__Selected text__:
────────────────────────────────────────

Senior figures in Extinction Rebellion (XR) admit it was a mistake to target London’s public transport network at rush hour, a move that has split opinion within the movement. Future strategy is now being reassessed, they say.
At the end of the two-week global “uprising”, members of the movement’s political circle announced that it needed to learn from the angry scenes at Canning Town tube station last Thursday when commuters dragged protesters from the roof of an underground train and set upon them. Eight XR activists were arrested during the disruption, joining a total of 1,768 held during the fortnight of demonstrations.
British Transport Police confirmed it was also investigating and looking to acquire evidence against a number of commuters who appeared to embark on a vigilante-style attack on one of the Canning Town protesters.
Sarah Lunnon, a member of XR’s political circle, said: “There is absolutely no shrinking away from the fact that we have got to learn from what happened around the Tube, most especially within our own internal decision making.
“Obviously we did not get that right. People have given up their jobs to join XR, for them to be so upset and so dismayed by the action is an absolute pointer to us that we have to look again at how we make those decisions.”

────────────────────────────────────────

__Supplied material__:
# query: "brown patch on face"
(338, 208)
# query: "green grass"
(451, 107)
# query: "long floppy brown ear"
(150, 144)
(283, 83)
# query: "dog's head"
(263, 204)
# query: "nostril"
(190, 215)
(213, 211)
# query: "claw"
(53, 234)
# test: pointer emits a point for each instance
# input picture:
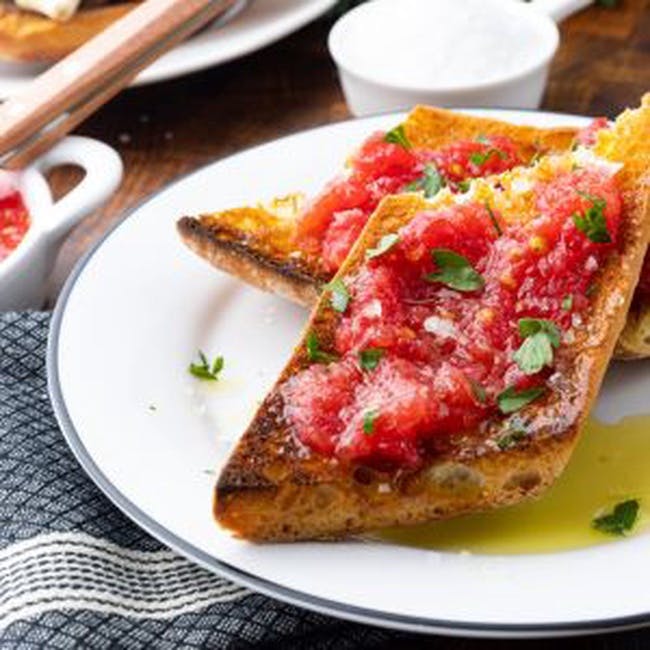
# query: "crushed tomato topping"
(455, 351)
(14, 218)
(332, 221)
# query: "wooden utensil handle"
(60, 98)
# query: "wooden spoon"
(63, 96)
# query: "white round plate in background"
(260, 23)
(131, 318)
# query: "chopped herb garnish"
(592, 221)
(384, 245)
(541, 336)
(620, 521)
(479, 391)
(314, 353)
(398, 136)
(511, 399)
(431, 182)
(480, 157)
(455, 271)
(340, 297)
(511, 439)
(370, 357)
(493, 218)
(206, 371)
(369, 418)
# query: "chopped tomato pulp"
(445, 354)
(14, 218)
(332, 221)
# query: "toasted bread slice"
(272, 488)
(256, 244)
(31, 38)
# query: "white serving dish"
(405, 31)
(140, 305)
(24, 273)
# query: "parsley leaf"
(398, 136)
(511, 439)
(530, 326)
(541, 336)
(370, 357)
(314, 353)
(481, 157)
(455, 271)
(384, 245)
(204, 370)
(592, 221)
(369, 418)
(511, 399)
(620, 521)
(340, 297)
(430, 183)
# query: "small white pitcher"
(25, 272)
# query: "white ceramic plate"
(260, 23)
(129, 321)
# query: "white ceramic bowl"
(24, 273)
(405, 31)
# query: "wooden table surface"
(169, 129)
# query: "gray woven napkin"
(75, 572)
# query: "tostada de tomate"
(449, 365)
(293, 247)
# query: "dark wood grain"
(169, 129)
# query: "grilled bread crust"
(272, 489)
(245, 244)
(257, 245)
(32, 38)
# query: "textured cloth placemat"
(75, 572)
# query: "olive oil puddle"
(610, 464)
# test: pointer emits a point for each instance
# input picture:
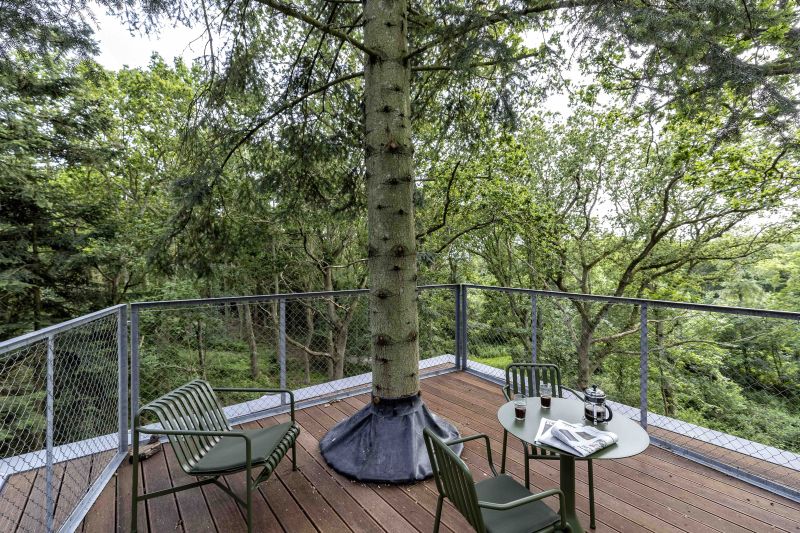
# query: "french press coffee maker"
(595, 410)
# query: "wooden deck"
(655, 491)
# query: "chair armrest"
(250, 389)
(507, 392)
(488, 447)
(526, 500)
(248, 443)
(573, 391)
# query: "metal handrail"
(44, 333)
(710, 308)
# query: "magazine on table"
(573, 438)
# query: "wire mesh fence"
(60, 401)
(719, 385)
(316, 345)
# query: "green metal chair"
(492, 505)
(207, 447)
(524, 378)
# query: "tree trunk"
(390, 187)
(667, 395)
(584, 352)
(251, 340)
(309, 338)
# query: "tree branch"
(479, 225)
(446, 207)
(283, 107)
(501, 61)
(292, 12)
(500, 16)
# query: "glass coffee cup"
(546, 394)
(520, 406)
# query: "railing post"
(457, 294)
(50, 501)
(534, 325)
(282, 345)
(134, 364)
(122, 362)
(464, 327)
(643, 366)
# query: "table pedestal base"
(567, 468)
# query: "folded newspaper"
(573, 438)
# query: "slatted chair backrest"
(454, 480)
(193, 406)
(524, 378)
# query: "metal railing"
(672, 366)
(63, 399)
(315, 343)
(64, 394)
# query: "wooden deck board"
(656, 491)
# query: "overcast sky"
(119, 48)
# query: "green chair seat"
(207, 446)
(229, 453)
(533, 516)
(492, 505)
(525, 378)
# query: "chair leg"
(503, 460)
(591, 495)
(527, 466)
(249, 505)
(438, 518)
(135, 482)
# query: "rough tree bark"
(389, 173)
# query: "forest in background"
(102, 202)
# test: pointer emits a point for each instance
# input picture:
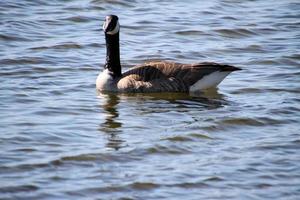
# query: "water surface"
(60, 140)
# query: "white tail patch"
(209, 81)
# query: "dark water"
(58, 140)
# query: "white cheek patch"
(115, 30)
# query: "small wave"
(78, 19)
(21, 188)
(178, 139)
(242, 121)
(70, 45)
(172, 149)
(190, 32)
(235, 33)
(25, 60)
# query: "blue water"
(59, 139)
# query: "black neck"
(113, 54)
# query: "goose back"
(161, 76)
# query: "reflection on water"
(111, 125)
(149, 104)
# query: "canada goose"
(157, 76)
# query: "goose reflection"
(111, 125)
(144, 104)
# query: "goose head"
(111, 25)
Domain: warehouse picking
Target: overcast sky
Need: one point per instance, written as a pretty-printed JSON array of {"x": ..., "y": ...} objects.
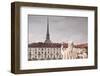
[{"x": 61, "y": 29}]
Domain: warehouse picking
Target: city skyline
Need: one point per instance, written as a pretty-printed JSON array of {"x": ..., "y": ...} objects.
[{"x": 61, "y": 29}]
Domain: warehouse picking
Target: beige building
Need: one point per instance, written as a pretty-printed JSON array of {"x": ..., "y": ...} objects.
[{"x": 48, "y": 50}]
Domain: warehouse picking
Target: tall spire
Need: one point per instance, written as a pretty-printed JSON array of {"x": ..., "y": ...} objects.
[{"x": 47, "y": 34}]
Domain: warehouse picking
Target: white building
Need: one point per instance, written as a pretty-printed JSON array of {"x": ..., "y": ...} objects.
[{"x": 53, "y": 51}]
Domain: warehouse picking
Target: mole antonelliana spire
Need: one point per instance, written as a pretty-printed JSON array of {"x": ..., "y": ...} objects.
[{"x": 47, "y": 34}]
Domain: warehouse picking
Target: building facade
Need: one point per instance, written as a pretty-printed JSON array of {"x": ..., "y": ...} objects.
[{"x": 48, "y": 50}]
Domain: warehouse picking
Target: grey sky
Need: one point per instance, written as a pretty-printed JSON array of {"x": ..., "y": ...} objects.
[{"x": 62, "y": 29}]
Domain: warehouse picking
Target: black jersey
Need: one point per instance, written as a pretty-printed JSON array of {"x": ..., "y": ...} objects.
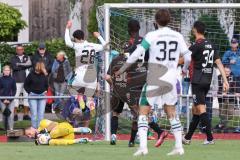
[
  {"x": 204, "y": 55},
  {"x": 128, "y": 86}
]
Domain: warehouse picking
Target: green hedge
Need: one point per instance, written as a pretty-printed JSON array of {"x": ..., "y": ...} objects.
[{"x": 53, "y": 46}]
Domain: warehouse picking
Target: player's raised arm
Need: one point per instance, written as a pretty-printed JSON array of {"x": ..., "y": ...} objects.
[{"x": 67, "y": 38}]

────────────────────────────────────────

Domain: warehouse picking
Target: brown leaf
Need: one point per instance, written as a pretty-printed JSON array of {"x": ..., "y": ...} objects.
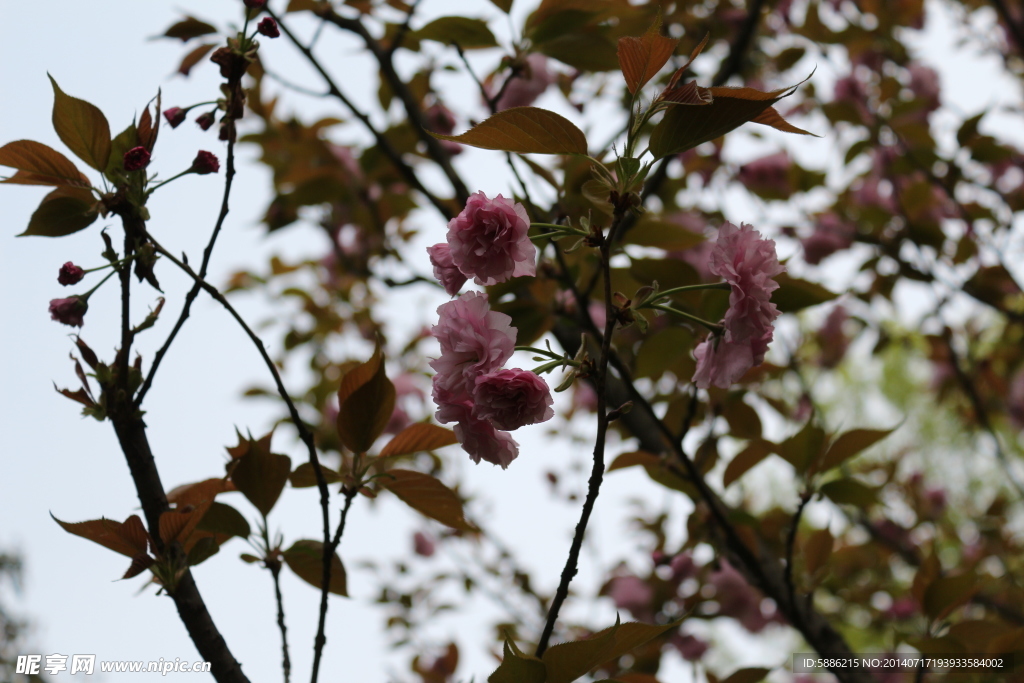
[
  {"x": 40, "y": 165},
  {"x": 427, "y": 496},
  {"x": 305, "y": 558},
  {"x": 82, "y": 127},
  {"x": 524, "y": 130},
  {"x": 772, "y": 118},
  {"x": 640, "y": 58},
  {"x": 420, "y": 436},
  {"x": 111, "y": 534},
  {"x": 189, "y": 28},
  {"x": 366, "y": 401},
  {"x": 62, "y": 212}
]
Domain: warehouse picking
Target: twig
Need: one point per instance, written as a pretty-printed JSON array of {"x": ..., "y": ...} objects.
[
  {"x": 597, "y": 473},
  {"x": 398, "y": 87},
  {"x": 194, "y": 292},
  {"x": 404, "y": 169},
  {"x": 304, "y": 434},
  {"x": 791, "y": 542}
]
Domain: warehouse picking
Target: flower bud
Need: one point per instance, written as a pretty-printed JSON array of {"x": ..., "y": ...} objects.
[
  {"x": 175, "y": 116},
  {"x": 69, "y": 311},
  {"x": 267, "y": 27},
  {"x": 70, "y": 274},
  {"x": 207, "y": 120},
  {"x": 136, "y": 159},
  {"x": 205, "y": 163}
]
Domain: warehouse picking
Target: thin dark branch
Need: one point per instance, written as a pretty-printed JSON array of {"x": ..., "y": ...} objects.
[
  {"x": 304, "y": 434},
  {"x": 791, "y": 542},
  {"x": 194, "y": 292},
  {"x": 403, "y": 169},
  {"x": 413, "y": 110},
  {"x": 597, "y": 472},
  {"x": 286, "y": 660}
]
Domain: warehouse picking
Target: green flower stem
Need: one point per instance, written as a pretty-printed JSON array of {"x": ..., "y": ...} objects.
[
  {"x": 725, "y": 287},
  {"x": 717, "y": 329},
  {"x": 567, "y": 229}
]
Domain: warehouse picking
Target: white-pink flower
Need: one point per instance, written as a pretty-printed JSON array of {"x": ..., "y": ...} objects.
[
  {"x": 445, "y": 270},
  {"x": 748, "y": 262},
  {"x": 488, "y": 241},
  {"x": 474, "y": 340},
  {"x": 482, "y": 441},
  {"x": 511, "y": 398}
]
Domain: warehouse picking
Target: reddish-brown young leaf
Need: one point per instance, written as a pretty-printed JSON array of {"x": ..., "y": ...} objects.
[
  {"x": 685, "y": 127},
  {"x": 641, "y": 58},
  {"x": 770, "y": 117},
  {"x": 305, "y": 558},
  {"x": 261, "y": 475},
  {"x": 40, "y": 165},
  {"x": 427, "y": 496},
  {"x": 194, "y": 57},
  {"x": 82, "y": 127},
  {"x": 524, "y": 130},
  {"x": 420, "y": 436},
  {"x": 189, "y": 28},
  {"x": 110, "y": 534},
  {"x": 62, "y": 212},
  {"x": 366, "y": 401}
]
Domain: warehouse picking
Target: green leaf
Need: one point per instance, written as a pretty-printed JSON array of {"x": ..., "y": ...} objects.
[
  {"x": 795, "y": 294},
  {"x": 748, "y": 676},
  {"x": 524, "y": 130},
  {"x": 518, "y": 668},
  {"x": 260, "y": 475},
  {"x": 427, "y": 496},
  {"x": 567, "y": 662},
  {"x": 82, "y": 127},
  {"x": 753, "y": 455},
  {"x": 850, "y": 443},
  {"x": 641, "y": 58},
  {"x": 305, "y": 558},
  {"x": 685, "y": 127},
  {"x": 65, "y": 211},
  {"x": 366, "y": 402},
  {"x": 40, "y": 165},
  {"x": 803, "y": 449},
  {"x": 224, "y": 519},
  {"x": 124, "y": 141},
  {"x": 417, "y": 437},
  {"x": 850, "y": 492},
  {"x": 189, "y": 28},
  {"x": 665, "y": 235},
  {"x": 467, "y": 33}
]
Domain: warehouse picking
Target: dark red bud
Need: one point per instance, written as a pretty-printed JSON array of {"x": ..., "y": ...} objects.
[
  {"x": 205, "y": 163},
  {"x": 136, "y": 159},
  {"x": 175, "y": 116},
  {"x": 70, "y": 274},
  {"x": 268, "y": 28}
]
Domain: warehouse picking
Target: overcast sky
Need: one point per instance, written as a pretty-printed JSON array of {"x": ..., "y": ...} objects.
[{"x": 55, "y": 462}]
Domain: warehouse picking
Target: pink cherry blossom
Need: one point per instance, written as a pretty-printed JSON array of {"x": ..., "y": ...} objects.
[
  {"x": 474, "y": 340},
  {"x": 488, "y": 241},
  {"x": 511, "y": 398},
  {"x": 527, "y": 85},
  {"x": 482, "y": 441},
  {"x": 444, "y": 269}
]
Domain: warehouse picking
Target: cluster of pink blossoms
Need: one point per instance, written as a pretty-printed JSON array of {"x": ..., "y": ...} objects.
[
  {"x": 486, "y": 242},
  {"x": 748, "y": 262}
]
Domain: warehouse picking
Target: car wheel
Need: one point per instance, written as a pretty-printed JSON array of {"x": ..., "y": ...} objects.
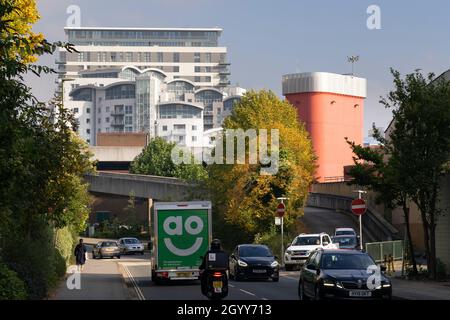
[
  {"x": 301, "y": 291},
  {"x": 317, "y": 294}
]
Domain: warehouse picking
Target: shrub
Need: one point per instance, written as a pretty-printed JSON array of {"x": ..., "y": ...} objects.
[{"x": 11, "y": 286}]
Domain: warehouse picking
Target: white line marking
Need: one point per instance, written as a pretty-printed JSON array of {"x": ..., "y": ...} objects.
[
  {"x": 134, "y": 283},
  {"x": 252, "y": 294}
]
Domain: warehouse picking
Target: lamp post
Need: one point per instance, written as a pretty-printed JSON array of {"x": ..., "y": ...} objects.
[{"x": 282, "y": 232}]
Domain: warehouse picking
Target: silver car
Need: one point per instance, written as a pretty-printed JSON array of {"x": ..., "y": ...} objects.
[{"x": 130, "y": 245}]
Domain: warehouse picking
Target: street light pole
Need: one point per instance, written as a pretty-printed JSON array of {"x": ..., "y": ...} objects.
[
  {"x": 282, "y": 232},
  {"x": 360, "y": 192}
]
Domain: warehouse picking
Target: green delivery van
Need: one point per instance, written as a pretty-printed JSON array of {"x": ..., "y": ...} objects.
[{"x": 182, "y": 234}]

────────────────────────────────────────

__Questions__:
**1)** In the article about Extinction Rebellion, how many people were held in total during the fortnight of demonstrations?
**2)** Copy the Extinction Rebellion article word for word from "At the end of" to "Canning Town protesters.".
**3)** Pick up the Extinction Rebellion article after its last sentence and keep writing it.

__Expected results__:
**1)** 1,768 people were held during the fortnight of demonstrations.

**2)**
At the end of the two-week global “uprising”, members of the movement’s political circle announced that it needed to learn from the angry scenes at Canning Town tube station last Thursday when commuters dragged protesters from the roof of an underground train and set upon them. Eight XR activists were arrested during the disruption, joining a total of 1,768 held during the fortnight of demonstrations.
British Transport Police confirmed it was also investigating and looking to acquire evidence against a number of commuters who appeared to embark on a vigilante-style attack on one of the Canning Town protesters.

**3)**
Among the provisional plans is a move away from the fortnight of disruption that is scheduled to take place twice a year. Instead the movement will look at how to build a high-profile platform for experts on subjects such as food security to try to shape global debate on the climate emergency.
The two-week action has also seen criticism of policing tactics after officers implemented a London-wide ban on the protests last week. New reports yesterday suggest that the government and police have already discussed strengthening public order laws to allow a tougher crackdown on future XR demonstrations.
Despite the controversy over some XR tactics, many believe large-scale disruption remains effective in applying pressure on the government to tackle the climate emergency.
Lunnon said: “There is a really fine line for XR and it is something we are having to learn. Nobody has launched a peaceful rebellion against a government before in this country. But we do have to consider how the rebellion is going to move forward.” Many also feel the XR campaign has been successful at drawing attention to the climate emergency with analysis of the “uprising” indicating that the movement was mentioned more than 70,000 times in online media reports. Of these, 43.5% of online coverage was in the UK followed by 15.2% from Germany, 14.6 % in Australia and 12.1% in the US.
The campaign drew 30,000 activists to London including Ben Atkinson, a 43-year-old tree surgeon from Rydal in Cumbria, who scaled Big Ben’s tower on Friday and unfurled banners calling for action on climate change.